THE PROBLEM: Can you switch "on-screen element" to "visual element" in the records starting at the line containing "I need to find the on-screen element for the ceiling" and ending at the last of the records, keeping everything else unchanged?

[Data entries]
START
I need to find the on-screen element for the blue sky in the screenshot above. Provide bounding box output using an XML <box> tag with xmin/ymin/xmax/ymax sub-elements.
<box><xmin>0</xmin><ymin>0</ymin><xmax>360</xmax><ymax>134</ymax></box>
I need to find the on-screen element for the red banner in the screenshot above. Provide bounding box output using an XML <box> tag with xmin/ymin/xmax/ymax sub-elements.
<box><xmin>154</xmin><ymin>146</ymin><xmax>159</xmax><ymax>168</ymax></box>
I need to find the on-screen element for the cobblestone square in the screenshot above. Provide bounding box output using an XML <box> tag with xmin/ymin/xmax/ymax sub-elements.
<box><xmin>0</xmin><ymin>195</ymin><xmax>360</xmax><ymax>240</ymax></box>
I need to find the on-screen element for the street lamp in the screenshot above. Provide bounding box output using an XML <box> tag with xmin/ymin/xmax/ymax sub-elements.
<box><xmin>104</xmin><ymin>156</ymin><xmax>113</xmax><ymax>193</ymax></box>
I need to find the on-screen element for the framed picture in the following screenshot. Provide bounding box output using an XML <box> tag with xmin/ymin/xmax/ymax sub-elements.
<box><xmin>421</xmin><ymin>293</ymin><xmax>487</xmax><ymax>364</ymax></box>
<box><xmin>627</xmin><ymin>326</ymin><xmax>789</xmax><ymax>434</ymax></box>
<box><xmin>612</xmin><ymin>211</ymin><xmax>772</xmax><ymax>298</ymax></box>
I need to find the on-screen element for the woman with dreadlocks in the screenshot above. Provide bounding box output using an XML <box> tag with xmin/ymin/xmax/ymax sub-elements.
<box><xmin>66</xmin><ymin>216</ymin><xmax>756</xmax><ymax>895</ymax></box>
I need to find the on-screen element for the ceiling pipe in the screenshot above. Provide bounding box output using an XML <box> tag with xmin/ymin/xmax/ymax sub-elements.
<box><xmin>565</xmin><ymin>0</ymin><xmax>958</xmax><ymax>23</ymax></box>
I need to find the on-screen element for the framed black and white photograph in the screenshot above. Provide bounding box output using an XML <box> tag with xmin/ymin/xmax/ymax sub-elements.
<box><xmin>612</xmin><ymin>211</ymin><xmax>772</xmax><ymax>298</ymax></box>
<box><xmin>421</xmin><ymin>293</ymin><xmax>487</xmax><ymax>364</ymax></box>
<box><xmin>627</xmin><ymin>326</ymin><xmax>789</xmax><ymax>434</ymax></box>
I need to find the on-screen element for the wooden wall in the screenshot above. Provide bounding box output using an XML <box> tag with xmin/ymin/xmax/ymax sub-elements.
END
CORRECT ANSWER:
I need to find the visual element for the ceiling pipe in the screenshot above. Provide bounding box output using an XML <box> tag with xmin/ymin/xmax/ymax sub-elements.
<box><xmin>565</xmin><ymin>0</ymin><xmax>958</xmax><ymax>23</ymax></box>
I need to find the visual element for the framed black and white photograph in the screenshot above. Provide bounding box output using an XML <box> tag with xmin/ymin/xmax/ymax sub-elements.
<box><xmin>612</xmin><ymin>211</ymin><xmax>772</xmax><ymax>298</ymax></box>
<box><xmin>421</xmin><ymin>293</ymin><xmax>487</xmax><ymax>364</ymax></box>
<box><xmin>627</xmin><ymin>326</ymin><xmax>789</xmax><ymax>434</ymax></box>
I need to find the visual element for the wooden wall in the screenshot above. Provide bounding box output using an XML <box> tag with xmin/ymin/xmax/ymax sub-elements.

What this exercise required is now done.